### Your instructions
Go through the records below and copy out every line that contains the word "brick".

[Collected data]
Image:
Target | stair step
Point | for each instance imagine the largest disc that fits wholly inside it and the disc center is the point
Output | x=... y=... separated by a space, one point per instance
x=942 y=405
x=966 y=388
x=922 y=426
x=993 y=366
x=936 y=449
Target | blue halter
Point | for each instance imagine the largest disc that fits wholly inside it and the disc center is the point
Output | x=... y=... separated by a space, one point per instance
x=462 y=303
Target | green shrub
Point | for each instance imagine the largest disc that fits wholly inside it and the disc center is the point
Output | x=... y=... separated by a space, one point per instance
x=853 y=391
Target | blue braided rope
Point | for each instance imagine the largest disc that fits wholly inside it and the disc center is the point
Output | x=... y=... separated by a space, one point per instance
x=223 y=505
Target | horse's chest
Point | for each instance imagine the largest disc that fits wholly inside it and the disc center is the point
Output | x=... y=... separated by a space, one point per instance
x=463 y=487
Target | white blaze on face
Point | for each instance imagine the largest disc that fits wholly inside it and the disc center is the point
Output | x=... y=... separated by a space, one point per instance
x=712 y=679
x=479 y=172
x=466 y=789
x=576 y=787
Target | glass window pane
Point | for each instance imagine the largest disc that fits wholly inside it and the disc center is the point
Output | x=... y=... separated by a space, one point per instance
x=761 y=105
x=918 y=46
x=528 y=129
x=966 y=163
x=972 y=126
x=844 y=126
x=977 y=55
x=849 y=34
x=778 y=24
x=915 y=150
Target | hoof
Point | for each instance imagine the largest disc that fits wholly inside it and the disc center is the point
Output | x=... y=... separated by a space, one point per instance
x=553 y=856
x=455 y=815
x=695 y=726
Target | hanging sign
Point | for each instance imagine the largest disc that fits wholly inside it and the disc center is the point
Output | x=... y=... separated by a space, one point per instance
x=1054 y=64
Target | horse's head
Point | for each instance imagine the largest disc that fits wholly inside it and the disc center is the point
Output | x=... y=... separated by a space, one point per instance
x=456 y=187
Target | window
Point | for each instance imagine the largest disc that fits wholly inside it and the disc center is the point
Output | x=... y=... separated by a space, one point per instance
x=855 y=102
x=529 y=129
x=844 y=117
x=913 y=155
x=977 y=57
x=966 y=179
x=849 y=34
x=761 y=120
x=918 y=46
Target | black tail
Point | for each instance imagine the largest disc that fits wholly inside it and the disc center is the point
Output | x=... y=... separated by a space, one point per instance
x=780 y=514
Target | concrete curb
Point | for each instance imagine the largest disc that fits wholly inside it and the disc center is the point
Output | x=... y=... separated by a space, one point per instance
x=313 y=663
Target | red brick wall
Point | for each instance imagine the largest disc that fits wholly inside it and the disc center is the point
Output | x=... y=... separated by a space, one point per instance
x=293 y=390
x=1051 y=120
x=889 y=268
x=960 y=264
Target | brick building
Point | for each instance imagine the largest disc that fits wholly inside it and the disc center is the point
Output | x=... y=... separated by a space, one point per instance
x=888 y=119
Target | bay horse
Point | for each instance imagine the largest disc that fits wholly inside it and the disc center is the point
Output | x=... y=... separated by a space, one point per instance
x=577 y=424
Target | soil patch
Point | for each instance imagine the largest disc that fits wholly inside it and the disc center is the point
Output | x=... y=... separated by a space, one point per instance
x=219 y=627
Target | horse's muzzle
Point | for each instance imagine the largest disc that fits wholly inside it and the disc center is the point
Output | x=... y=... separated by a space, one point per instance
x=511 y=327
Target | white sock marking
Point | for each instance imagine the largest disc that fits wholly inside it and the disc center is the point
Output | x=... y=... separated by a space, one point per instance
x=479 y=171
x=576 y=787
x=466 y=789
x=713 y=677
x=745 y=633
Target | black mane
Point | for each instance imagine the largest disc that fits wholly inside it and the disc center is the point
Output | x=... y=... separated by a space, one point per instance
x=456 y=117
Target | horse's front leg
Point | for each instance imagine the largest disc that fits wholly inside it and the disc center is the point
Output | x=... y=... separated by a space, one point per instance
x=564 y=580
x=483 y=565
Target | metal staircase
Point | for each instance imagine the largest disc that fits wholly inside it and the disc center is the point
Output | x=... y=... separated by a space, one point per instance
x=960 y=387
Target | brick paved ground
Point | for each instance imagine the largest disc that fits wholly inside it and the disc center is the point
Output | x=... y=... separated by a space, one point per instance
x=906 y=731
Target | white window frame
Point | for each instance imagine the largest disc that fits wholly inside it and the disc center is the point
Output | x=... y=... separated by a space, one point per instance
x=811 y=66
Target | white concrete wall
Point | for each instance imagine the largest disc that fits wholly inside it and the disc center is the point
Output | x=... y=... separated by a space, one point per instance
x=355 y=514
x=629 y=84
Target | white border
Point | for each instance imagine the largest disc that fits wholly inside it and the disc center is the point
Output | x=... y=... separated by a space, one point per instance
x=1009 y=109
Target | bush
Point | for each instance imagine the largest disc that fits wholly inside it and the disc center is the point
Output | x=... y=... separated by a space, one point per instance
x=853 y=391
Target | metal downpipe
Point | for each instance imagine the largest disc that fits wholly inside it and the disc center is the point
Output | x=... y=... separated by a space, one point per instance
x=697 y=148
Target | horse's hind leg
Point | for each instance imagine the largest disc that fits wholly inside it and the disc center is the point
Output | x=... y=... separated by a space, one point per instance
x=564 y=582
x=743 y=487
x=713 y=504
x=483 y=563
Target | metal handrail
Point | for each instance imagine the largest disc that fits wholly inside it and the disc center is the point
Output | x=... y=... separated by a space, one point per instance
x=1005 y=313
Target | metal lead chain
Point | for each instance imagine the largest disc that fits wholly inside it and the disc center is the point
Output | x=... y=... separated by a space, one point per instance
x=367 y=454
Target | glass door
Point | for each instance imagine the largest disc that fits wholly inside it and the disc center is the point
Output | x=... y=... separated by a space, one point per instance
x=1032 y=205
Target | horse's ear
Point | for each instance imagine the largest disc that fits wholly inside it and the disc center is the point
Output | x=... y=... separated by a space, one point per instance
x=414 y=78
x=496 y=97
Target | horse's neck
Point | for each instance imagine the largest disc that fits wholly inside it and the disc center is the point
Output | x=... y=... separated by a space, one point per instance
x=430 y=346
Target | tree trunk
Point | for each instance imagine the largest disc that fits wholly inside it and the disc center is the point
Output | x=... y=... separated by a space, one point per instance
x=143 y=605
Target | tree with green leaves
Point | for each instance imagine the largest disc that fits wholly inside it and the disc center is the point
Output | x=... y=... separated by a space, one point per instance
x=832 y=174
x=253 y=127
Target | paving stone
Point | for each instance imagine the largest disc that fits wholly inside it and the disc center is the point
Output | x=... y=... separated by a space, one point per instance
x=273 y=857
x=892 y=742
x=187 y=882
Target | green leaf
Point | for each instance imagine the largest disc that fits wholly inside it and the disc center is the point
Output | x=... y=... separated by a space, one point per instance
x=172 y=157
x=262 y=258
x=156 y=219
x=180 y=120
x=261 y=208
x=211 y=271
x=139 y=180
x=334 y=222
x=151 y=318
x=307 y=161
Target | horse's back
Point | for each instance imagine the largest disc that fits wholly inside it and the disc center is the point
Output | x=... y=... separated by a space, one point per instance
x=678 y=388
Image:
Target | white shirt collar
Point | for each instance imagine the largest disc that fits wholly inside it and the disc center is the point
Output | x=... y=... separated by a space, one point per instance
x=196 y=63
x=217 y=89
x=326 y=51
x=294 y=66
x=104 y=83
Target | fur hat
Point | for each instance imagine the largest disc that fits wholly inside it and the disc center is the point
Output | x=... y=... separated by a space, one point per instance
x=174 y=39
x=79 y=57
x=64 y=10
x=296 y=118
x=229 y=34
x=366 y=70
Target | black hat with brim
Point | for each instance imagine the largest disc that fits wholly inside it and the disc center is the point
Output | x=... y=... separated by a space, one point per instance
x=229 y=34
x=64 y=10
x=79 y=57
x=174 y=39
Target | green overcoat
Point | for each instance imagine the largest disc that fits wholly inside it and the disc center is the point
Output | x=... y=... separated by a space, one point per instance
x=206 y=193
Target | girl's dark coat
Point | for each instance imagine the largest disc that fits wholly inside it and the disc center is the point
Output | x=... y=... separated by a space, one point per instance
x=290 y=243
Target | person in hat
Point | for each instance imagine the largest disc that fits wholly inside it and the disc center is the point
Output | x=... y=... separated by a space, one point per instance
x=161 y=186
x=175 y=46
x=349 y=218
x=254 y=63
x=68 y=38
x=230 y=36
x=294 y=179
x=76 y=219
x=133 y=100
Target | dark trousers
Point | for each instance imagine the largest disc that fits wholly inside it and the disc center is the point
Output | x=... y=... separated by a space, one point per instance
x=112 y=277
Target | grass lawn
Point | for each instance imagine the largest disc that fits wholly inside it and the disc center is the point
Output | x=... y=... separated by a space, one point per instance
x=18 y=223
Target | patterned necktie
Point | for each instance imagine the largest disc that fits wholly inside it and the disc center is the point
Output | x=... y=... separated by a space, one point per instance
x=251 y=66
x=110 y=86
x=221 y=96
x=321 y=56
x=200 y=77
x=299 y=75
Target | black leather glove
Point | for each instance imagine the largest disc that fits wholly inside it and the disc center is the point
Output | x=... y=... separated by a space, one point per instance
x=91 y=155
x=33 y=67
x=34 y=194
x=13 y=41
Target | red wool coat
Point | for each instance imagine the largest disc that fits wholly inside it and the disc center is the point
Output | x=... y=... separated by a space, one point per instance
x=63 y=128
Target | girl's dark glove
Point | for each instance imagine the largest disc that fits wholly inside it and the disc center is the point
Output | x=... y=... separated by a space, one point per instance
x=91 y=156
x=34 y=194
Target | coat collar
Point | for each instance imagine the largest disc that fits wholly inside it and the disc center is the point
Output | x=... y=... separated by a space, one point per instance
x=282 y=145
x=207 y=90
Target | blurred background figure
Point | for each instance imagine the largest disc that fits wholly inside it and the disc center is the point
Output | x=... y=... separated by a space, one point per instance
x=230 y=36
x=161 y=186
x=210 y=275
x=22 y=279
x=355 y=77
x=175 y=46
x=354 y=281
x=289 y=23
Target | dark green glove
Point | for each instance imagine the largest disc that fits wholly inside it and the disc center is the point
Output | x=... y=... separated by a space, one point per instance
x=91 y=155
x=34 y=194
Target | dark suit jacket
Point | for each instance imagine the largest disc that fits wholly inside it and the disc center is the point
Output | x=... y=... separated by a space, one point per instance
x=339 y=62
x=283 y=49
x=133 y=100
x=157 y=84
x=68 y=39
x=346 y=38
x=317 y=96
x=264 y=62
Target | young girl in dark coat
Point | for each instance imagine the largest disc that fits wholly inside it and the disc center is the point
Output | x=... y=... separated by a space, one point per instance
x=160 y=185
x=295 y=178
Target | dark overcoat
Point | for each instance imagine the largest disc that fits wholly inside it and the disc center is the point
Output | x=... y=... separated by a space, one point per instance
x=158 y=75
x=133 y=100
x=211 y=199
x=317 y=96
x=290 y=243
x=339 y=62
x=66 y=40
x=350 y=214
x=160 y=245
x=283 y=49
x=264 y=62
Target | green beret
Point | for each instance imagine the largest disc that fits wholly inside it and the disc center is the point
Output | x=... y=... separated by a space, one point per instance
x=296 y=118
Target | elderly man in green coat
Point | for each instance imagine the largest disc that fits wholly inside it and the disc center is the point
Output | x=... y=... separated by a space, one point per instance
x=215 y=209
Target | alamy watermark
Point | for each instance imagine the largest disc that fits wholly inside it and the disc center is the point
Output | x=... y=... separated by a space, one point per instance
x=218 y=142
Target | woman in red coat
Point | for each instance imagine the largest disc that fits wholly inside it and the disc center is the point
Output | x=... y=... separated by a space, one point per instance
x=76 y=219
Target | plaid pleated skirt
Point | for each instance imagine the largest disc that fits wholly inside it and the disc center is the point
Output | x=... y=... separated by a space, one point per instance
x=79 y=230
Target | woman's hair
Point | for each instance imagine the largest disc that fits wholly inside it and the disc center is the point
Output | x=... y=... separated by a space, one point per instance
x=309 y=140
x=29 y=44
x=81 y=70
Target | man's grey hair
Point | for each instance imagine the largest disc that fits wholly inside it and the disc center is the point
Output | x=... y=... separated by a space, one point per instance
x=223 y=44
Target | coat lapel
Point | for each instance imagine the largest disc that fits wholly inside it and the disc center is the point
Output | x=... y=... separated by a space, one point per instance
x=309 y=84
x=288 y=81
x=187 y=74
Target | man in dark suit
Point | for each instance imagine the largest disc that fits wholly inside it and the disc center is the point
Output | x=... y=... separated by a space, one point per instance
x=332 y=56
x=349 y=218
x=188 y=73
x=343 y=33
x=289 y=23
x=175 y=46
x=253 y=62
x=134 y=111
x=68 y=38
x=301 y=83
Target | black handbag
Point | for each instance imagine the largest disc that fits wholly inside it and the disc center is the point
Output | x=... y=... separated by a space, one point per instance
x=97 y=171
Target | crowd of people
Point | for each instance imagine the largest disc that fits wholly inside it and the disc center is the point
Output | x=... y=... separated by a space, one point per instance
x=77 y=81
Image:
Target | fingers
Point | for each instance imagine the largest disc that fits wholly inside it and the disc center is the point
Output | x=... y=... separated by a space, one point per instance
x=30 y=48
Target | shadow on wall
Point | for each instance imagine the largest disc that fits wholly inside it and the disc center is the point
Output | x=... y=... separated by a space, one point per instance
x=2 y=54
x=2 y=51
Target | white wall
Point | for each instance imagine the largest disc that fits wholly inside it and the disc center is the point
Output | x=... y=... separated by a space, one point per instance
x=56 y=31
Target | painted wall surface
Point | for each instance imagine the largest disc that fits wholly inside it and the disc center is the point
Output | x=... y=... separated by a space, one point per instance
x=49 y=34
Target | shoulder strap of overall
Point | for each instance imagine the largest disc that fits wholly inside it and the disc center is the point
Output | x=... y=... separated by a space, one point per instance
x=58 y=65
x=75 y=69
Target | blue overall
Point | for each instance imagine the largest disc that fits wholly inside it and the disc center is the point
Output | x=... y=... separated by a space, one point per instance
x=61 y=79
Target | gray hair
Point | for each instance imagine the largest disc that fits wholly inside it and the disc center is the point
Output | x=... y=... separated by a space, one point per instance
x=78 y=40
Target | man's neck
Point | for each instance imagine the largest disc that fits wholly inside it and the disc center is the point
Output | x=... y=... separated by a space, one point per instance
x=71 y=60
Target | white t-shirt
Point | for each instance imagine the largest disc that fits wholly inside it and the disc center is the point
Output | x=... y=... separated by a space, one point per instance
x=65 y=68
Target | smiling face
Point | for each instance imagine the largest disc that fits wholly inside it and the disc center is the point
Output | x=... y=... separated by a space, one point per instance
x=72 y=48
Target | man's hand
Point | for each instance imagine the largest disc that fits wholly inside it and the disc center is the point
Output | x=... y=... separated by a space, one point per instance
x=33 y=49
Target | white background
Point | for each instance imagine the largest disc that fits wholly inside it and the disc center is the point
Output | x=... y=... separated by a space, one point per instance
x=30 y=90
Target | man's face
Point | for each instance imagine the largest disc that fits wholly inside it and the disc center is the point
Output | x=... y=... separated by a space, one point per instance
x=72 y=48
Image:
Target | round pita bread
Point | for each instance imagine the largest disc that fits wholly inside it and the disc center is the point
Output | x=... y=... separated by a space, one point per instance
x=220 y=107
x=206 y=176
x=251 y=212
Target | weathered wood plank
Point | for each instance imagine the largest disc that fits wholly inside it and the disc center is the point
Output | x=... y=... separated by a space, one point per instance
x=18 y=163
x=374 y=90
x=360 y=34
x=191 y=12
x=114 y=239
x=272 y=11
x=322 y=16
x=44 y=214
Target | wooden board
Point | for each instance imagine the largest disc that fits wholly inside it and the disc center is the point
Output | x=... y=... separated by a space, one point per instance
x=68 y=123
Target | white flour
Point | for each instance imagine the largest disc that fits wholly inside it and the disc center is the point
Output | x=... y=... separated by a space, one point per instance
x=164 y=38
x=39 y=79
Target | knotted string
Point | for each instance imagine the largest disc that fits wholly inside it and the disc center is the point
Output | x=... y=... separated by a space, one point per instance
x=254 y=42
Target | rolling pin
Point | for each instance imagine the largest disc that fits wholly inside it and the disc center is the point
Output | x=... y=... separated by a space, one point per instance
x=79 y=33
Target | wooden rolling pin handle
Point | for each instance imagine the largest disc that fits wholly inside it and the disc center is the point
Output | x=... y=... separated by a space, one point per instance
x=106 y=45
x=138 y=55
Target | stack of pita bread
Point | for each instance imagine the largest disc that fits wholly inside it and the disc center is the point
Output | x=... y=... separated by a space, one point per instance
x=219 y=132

### Problem solution
Target | red brick wall
Target | brick building
Target | brick paved ground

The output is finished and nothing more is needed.